## begin Passage shown

Belgian businessman (born 1956)

Ronnie Leten (born 12 December 1956) is a Belgian businessman. In 2018, Leten became the chairman of Ericsson and Epiroc.

==Career==
Ronnie Leten graduated from the University of Hasselt, in 1979, with a master's degree in Business Administration. Leten began his working career at General Biscuit Belgie BVBA ('LU') from 1979-1985. He joined Atlas Copco, Belgium, in 1985. After a short period as production manager for Tenneco Automotive, he came back to Atlas Copco in 1995. Between 1999-2001 he was president of the Airtec division. From 2001-2006 he was president of the Industrial Air division. Between 2006 and 2009 he was the business area president for the Compressor Technique business area. He was the president and CEO of Atlas Copco from 2009 to 2017. In 2018, Ronnie Leten became the chairman of Ericsson and Epiroc. Epiroc was created in 2018 from Atlas Copco's Mining and Rock Excavation Technique business area. Ronnie Leten was chairman for Piab and member of the board for SKF.

==Board assignments/memberships==
- 2017 to present - Kungliga Ingenjörsvetenskapsakademien or Royal Swedish Academy of Engineering Sciences. Member of the Academy.
- 2017 to 2021 - Svenska Kullagerfabriken or 'Swedish Ball Bearing Factory'. Member of the board.
- 2017 to present - Epiroc. Chairman of the board.
- 2018 to 2023 - Ericsson. Chair of the board of directors, chair of the finance committee, member of the remuneration committee.
- 2019 to 2022 - Piab. chair.
- 2012 to 2018 - Electrolux. Board member from 2012 and chairman of the board from 2014.
- 2009 to 2017 - Atlas Copco (32 years).

== Recognition/awards ==
- 2019: Receiver of Doctor Honoris Causa from UHasselt University, Belgium.
- 2019: Named Knight of the North Star Order, first class, by Swedish King Carl Gustaf (Original Swedish title of recognition: "Riddare av Nordtsjärneordern, första klass".)
- 2018: Receiver of the Queen Astrid Award, Belgium
- 2018: Commander in  the Order of Merit of the Italian Republic (OMRI)
- 2016: Harvard Business Review ranks him 52nd best CEO in the world.
- 2014: Commander in the Order of Leopold II, Belgium
- 2013: Manager of the Year, Belgium.

## end Passage shown
## begin Data segment

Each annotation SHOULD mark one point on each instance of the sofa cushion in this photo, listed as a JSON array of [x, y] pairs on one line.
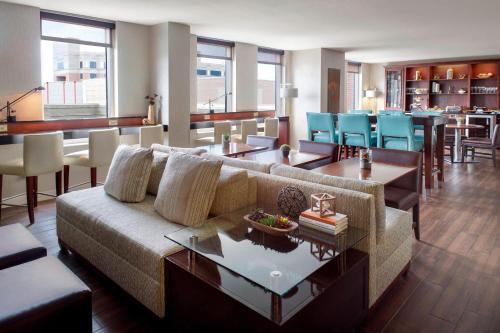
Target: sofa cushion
[[128, 174], [157, 168], [373, 188], [232, 191], [168, 149], [397, 229], [187, 189], [242, 164], [134, 231]]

## end Data segment

**Do this**
Rewrite the Ronnie Leten profile from "- 2019: Named" to "Italian Republic (OMRI)", swapping "first class" for "second class".

**Answer in full**
- 2019: Named Knight of the North Star Order, second class, by Swedish King Carl Gustaf (Original Swedish title of recognition: "Riddare av Nordtsjärneordern, första klass".)
- 2018: Receiver of the Queen Astrid Award, Belgium
- 2018: Commander in  the Order of Merit of the Italian Republic (OMRI)